-------- Text shown

One objection to this idea is that as soon as any binding restrictions are imposed on the Fund's portfolio allocation, the expected return is reduced for a given level of risk. It will make less of a contribution to the future superannuation burden.
Another is that it views the capital market in Fortress New Zealand terms. New Zealand is now part of the huge world capital market. The Cullen Fund is minuscule in world terms. Any investment it makes in New Zealand would otherwise have been made by someone else, assuming the project is sound. There is no shortage of capital for profitable investment projects in New Zealand, given good overall economic management.
But a more basic objection relates to how the Fund operates. Many people focus on the fact that only around 20% of the Fund is directly invested domestically, including in cash. But this is only a partial picture of where the Fund is invested. The reality is that most if not all of the money is effectively invested in New Zealand.
The explanation is straightforward. Most of the Fund's offshore investment is hedged back into New Zealand dollars. This is sensible because the ultimate New Zealand Superannuation liabilities are in New Zealand dollars.
According to the Fund's website, its long-term target for its net foreign currency exposure is only 10% (the current target is 13%). This means 90% is targeted for investment back into New Zealand.
How does hedging work? Fundamentally, currency hedging means borrowing short term offshore and investing short term in New Zealand, so that the net investment remains in New Zealand. The instruments commonly used to achieve this are forward contracts, but the counterparty still has to borrow offshore and invest the proceeds in a NZD investment.
To use a simple illustration, if the Fund hedges a $100 overseas investment back into NZD, the counterparty to the hedge will borrow overseas and invest $100 in New Zealand for as along as the hedge is in place. Typically this counterparty will be a local bank. As a result, the $100 would remain invested in New Zealand. All that happens is that the ownership of the $100 changes.
The upshot is that most of the Fund's capital is already invested in New Zealand. Of course, we don't know exactly where. That is up to the New Zealand banks or other financial institutions that accept the contracts from the forward contract counterparties.

----------------

=== Short task 1 ===
In the text on the Cullen Fund, what is the Fund's long-term target for its net foreign currency exposure?
=== Short task 2 ===
Carry on the text on the Cullen Fund, picking up after its final sentence.
The records after this point are separate material and have no connection to the text on the Cullen Fund.

-------- Dataset extract

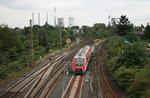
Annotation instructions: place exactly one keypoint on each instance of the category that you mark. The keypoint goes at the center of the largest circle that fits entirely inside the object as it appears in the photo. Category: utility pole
(31, 42)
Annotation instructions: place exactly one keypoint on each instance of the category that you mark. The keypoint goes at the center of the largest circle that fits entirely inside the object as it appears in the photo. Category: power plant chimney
(32, 18)
(54, 16)
(39, 18)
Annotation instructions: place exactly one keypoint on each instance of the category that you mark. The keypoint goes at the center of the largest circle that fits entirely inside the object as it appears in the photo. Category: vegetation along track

----------------

=== Written answer 1 ===
Only 10%.

=== Written answer 2 ===
Directing the Fund to allocate a higher proportion of its capital into direct New Zealand investments would just mean that the Guardians, rather than New Zealand financial institutions, would decide where the investments would go.
In fact, even the 10% of the Fund that is unhedged can be regarded as investment in New Zealand, given our floating exchange rate regime. If the Fund chooses to buy, say, Microsoft stock it must sell NZD to acquire US currency. If it sells to a New Zealand party, the money stays in New Zealand, and if it sells to an external party the NZD can effectively only be used for investment in New Zealand.
Any debate about the Fund's investment policy should start from a recognition of this reality. It should not start from the false proposition that the Fund is diverting capital that could be made available for productive investment in New Zealand.
There are other complexities but they do not alter the basic story. Competent economic journalists should have pointed out the fallacy long ago.
* Roger Kerr (rkerr@nzbr.org.nz) is the executive director of the New Zealand Business Roundtable.
7 Comments
Mr Kerr Are you saying
Mr Kerr
Are you saying the Cullen Fund is engaging in the mechamism of buying NZD on the forward foreign exchange market and being rewarded at the current time with a net 5.2806% annualised return based on O/N swap points against USD or something else?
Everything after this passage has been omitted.